> Selected passage
Protozilla: Pipes, Protocols and the Web Browser

Protozilla allows client-side CGI to extend Mozilla-based web browsers.
URL Redirection and Helper Applications

Protozilla can also be used to implement new URI schemes using URL redirection. For example, we may define a scheme called moz to access documents in the mozilla.org web site (i.e., the URI moz:docs gets redirected to the URL http://mozilla.org/docs). In effect, we would like the string http://mozilla.org/ to be prefixed to the data portion of any URI using the moz: scheme. This is very simple to implement using Protozilla's URL redirection feature. All you need to do is create a file named moz.url in the protocols directory containing the following line:

http://mozilla.org/

In the previous examples, we described how Protozilla could be used to implement protocols where the output is displayed in a browser window. There are situations where we would like a URI simply to trigger an action, such as launching a "helper" application window without using the browser interface. A common example is the Telnet protocol, where we would like a URI of the form telnet://hostname to fire up the Telnet client. To implement this using Protozilla, you create a file named telnet.cmd containing the following line:

telnet $URI_HOST $URI_PORT

Protocol handlers with the .cmd extension contain the command to be executed when the URI for the protocol is encountered. The environment variables URI_HOST and URI_PORT contain the hostname and port number information extracted by parsing the data portion of the URL.

Security Issues

There are some important security issues to consider when implementing new URI schemes using Protozilla. HTML documents downloaded from the Web using the browser could potentially contain hyperlinks using the new URI schemes. Loading of these hyperlinks could be triggered either by the user clicking on them or by Javascript executed in the web page. This means that the protocol handler should screen the data portion of the URI carefully for malicious input before carrying out the action requested by the URI. These security needs are quite similar to those that arise in the context of CGI programs executed by web servers. As illustrated in the example script whois.pl, scripting languages like Perl already provide mechanisms like taint-checking to address these needs.

> Material supplied
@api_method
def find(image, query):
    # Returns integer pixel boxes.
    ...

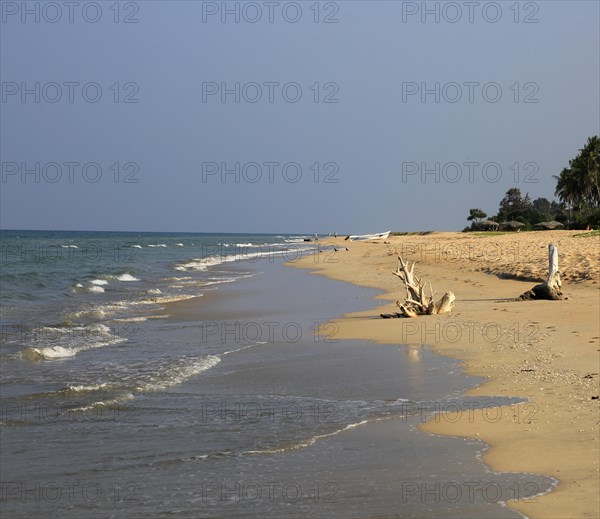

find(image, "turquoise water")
[0,231,553,518]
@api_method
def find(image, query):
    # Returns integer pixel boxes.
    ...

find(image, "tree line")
[464,135,600,231]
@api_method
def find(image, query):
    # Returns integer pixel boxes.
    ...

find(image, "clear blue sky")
[0,0,600,233]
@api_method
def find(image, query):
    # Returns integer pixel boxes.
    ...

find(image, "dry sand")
[289,231,600,519]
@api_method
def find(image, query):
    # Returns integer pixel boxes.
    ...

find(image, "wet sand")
[289,231,600,519]
[157,257,553,519]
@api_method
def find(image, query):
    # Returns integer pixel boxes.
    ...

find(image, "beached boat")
[349,231,391,241]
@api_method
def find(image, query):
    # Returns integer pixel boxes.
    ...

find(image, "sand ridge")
[289,231,600,519]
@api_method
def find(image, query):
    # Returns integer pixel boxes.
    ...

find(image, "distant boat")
[350,231,391,241]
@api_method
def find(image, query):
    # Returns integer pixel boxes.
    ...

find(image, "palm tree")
[554,135,600,216]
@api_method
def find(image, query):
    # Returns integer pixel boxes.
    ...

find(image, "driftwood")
[519,243,562,301]
[381,256,455,319]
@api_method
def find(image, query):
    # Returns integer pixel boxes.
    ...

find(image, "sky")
[0,0,600,234]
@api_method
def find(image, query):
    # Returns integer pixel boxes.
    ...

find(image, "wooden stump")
[519,243,563,301]
[380,256,455,319]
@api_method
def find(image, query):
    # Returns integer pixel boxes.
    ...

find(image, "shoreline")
[287,231,600,519]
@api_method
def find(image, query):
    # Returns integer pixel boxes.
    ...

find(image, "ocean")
[0,231,555,518]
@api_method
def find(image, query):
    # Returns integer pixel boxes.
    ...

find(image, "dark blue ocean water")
[0,231,552,518]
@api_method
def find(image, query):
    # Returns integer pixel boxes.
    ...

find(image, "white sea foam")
[20,323,127,361]
[65,382,108,393]
[244,420,370,454]
[135,355,221,393]
[117,273,139,281]
[174,247,312,272]
[25,346,77,359]
[114,317,148,323]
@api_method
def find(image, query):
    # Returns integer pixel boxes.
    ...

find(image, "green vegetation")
[573,230,600,238]
[463,136,600,231]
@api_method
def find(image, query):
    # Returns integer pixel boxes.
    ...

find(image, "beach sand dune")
[291,231,600,519]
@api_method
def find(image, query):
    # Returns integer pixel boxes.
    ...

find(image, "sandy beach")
[288,231,600,519]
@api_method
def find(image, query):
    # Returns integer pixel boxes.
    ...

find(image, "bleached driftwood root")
[519,243,562,301]
[381,256,455,318]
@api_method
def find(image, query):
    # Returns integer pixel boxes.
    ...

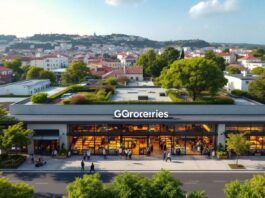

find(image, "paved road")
[3,172,262,198]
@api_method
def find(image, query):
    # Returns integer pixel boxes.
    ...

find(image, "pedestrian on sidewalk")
[81,160,85,171]
[124,149,128,160]
[30,153,35,164]
[163,151,167,161]
[90,162,95,173]
[128,150,132,159]
[86,149,91,160]
[67,150,72,157]
[166,151,171,162]
[102,148,107,159]
[118,147,122,159]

> Written exercise A
In the Protozilla page, which environment variables hold the hostname and port number parsed from the data portion of the URL?
> Written exercise B
Retype the Protozilla page word for word from "In the previous" up to and including "of the URL.".

> Full solution A
URI_HOST and URI_PORT.

> Full solution B
In the previous examples, we described how Protozilla could be used to implement protocols where the output is displayed in a browser window. There are situations where we would like a URI simply to trigger an action, such as launching a "helper" application window without using the browser interface. A common example is the Telnet protocol, where we would like a URI of the form telnet://hostname to fire up the Telnet client. To implement this using Protozilla, you create a file named telnet.cmd containing the following line:

telnet $URI_HOST $URI_PORT

Protocol handlers with the .cmd extension contain the command to be executed when the URI for the protocol is encountered. The environment variables URI_HOST and URI_PORT contain the hostname and port number information extracted by parsing the data portion of the URL.